Flying with FLY DUBAI
Fast forward, a month later, I was in Dubai in front of the Fly Dubai business class counter getting my bags checked in for Sri Lanka. To be honest, I hadn't flown Fly Dubai for quite sometime. The last time I used them was in 2010 (Economy Class), so I barely remembered a thing. I was definitely looking forward to this.
Since I had to reach Dubai that day (I live in Abu Dhabi), I skipped lunch and was literally dying of hunger! ... although I pretended like I wasn't. When I reached the lounge, I dived straight into the food while the others had coffee! Fly Dubai's business class lounge comprises of 2 floors. The upper floor has a bar and is more of a lounge, while the lower has all the food! You can guess where I was most of the time. What I particularly liked about their business class facility was the snacks kept at the departure gates. I've travelled business class a few times, however, I had never seen anything like this. The foodie inside me couldn't help but grab a choco chip muffin!
The seats on Fly Dubai were rather spacious. The leg rests do not go up entirely, however, they are still quite comfy. We were offered blankets by the cabin crew immediately after we were seated. They actually took very good care of us. For a short haul flight, they definitely had quite a good selection of snacks. There were packeted olives, chocolates, pringles and more. And I absolutely loved the dinner menu. This was probably the first time I had shrimps on a plane! After that late lunch at the lounge, muffin at the departure gate, I just had to have another meal. This was all within a span of 3 hours! Fly Dubai has also wi-fi onboard. Sadly, it was charged.
Four something hours later, we were in Colombo. We got our bags earlier than everyone else (business class perks) and were soon on our way to our hotel with Hasan. Hasan was basically our driver throughout the trip. Except for a fact that he lost his way a couple of times, he was a humble and genuine man and was there whenever we needed him.
We checked into FairView Hotel and went straight to bed.

..........

▶ Required action: Copy the passage of the Fly Dubai trip account starting at "The seats on" and ending at "it was charged.", switching "blankets" to "pillows". The data isn't needed for any of this.

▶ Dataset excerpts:
..........

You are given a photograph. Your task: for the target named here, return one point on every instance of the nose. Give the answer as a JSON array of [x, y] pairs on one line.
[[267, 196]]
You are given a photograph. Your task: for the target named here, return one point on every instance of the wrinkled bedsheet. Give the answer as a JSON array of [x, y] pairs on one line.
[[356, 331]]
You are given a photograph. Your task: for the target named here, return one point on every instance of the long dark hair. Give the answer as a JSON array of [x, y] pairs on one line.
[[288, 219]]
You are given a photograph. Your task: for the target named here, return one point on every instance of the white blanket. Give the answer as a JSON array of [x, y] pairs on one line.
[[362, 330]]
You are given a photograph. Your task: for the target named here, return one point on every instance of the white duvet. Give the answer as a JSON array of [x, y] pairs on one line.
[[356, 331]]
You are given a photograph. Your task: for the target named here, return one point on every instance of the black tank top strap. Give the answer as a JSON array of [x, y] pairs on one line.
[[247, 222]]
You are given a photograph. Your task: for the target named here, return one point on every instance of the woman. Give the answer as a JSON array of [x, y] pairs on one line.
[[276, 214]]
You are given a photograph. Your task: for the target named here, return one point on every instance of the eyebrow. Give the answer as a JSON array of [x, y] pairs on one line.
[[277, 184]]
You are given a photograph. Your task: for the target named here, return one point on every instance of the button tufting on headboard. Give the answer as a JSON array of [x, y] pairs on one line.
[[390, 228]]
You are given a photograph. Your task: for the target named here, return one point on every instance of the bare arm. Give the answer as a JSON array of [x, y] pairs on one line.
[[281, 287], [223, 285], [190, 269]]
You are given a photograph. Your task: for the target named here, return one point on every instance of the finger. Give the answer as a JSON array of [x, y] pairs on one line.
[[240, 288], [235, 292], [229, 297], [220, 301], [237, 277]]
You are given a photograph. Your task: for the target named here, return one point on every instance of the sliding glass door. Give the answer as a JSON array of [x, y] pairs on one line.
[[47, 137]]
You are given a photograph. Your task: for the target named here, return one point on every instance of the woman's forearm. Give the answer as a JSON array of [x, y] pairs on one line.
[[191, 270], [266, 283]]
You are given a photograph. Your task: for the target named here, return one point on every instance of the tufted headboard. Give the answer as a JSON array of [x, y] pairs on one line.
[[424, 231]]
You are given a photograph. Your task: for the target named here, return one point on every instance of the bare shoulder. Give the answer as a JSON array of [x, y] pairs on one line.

..........

▶ Response for this exercise:
The seats on Fly Dubai were rather spacious. The leg rests do not go up entirely, however, they are still quite comfy. We were offered pillows by the cabin crew immediately after we were seated. They actually took very good care of us. For a short haul flight, they definitely had quite a good selection of snacks. There were packeted olives, chocolates, pringles and more. And I absolutely loved the dinner menu. This was probably the first time I had shrimps on a plane! After that late lunch at the lounge, muffin at the departure gate, I just had to have another meal. This was all within a span of 3 hours! Fly Dubai has also wi-fi onboard. Sadly, it was charged.